[WORK INSTRUCTION]: Filter the records below for the word "denim". Copy each line that holds it.

[Natural-language object grounding data]:
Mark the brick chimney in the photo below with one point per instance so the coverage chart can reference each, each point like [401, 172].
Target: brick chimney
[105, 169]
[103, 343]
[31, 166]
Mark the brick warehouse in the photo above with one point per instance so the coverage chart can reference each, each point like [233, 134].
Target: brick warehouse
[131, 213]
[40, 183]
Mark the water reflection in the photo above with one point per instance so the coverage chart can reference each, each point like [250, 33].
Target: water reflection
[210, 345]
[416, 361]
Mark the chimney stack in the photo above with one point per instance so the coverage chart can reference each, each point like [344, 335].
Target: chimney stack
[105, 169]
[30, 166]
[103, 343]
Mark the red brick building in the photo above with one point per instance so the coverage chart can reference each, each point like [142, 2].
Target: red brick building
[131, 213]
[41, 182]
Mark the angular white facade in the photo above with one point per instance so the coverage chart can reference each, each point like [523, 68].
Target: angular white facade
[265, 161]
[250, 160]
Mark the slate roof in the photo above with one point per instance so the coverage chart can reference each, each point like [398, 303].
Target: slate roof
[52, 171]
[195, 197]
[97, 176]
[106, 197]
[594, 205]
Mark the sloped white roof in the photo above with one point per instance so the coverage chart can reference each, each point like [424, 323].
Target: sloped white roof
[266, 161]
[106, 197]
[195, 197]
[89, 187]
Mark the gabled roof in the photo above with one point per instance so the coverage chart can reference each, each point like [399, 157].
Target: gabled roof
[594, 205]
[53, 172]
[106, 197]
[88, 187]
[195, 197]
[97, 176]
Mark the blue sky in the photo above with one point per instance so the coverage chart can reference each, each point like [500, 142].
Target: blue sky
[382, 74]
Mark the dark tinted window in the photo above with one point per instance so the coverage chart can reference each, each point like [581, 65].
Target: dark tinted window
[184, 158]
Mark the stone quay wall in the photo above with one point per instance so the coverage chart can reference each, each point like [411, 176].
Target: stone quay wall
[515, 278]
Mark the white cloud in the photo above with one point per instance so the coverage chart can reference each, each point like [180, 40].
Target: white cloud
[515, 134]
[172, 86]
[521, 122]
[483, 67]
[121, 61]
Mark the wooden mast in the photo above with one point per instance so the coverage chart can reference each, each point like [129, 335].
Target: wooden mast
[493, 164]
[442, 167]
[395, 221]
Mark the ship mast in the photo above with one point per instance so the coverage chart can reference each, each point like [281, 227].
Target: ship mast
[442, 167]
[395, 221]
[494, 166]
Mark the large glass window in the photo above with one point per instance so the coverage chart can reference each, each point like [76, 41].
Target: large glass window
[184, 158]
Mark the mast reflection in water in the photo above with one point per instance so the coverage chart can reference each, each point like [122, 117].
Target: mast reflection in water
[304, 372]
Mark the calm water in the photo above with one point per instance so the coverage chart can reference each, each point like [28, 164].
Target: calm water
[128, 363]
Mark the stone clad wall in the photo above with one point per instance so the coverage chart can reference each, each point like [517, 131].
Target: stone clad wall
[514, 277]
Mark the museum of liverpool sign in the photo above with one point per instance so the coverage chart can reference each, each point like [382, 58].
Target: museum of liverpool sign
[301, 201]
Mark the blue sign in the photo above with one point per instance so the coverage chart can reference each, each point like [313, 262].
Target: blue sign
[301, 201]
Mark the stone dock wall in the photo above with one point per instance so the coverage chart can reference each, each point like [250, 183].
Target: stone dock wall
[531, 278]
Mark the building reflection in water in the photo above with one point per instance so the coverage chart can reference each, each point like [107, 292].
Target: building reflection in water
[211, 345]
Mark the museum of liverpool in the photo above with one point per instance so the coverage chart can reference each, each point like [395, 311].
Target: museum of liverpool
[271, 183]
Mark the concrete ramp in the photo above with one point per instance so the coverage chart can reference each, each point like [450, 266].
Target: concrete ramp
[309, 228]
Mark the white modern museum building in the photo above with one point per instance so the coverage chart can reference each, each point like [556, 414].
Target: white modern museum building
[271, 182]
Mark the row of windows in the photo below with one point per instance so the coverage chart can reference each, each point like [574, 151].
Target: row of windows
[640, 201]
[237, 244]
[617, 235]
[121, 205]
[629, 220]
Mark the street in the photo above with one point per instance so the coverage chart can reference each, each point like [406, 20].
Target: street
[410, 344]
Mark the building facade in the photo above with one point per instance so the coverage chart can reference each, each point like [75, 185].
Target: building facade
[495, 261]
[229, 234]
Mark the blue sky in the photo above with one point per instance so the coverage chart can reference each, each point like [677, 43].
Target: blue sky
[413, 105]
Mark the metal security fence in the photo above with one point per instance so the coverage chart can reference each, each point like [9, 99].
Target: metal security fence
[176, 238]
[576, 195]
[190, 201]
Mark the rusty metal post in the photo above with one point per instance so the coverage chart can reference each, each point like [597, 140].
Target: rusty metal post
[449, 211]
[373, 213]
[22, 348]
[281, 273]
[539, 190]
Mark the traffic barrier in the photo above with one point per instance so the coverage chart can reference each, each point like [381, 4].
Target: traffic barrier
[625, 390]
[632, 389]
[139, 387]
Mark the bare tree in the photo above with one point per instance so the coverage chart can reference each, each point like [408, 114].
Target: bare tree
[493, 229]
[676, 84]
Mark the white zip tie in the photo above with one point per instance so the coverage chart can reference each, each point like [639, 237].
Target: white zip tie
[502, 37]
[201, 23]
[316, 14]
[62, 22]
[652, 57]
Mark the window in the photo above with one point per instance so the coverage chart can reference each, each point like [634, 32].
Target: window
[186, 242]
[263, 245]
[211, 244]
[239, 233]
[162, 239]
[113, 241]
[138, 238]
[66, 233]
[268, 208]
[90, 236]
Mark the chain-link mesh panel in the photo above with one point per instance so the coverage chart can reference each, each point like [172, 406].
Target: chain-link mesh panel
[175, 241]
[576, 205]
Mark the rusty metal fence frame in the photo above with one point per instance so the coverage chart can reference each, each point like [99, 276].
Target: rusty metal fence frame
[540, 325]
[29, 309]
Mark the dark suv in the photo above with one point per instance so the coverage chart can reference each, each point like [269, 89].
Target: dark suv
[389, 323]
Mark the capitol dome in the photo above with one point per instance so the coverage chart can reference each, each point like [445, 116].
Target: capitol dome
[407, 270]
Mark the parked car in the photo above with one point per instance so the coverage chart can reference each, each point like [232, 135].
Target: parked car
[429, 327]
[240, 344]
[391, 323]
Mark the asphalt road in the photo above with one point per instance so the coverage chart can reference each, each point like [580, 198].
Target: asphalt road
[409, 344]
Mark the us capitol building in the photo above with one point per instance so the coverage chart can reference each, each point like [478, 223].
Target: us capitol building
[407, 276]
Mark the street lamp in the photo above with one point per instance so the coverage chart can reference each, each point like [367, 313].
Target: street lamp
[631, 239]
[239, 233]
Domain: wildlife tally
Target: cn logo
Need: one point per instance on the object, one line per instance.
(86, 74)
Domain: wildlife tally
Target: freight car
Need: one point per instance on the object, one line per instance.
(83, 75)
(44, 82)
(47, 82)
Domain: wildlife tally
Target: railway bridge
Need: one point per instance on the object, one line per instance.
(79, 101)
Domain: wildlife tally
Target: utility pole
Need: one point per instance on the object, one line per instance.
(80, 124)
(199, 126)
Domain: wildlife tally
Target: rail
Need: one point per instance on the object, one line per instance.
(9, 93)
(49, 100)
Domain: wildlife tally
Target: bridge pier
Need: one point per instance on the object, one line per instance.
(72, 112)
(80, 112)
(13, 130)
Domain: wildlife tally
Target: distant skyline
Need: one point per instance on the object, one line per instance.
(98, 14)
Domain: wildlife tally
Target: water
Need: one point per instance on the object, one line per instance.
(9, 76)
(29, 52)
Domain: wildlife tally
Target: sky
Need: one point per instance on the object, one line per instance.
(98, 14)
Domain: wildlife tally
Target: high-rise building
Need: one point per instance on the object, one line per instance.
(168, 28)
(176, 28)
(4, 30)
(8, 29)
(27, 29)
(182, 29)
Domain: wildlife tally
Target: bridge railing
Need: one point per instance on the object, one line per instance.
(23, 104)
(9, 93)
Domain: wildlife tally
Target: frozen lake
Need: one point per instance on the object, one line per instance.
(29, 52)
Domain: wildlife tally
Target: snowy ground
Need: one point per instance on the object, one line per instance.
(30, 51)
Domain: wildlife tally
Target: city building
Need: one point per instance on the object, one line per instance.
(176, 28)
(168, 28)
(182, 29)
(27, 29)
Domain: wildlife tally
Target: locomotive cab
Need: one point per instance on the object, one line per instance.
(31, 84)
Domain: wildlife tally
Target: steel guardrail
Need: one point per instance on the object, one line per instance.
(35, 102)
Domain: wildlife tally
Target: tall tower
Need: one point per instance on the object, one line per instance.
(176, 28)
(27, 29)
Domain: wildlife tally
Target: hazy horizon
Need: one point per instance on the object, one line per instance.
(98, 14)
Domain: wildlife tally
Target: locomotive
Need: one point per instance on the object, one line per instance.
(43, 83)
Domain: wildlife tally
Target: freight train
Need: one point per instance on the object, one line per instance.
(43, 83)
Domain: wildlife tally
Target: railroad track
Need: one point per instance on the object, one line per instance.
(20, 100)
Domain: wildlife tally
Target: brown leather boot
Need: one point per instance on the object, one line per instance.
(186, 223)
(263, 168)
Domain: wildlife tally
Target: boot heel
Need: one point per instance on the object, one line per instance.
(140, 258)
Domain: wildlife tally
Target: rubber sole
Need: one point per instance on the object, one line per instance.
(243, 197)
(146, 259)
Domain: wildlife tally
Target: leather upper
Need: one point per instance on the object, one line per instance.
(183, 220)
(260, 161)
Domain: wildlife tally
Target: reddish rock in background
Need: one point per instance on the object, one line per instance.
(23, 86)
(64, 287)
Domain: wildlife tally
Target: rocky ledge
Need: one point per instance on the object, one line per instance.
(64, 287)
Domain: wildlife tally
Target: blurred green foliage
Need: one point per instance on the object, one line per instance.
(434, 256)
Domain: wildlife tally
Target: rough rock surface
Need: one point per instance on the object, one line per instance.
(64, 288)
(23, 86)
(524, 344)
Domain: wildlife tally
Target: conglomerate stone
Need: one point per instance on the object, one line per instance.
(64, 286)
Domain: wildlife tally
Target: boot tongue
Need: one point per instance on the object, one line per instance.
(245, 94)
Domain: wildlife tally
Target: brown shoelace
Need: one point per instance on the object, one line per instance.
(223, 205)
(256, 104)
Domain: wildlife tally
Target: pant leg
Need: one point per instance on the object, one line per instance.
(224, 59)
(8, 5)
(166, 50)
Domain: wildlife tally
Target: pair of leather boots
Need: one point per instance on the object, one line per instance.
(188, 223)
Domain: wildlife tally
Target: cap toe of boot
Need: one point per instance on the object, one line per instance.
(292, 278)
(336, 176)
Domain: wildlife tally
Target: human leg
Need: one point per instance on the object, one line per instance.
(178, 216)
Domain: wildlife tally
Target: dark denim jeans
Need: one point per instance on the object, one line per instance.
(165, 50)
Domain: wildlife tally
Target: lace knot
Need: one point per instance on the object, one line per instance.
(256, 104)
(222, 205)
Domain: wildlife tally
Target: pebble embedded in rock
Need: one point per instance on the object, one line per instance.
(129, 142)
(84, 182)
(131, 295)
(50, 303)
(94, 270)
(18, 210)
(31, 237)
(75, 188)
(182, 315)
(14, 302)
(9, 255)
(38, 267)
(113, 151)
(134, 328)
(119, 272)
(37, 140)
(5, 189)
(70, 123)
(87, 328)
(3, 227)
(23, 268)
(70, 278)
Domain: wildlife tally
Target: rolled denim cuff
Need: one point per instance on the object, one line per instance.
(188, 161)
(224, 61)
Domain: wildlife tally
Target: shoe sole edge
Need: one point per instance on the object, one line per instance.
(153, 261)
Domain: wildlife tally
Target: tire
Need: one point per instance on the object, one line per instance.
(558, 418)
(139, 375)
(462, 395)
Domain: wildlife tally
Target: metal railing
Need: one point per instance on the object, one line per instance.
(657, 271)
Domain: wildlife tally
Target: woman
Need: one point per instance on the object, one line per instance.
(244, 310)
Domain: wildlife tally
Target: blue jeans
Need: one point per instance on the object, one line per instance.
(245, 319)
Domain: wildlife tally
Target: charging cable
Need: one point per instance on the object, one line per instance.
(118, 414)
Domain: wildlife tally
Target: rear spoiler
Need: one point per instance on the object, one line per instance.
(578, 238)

[ANSWER BELOW]:
Target: dark denim jeans
Target: rolled denim cuff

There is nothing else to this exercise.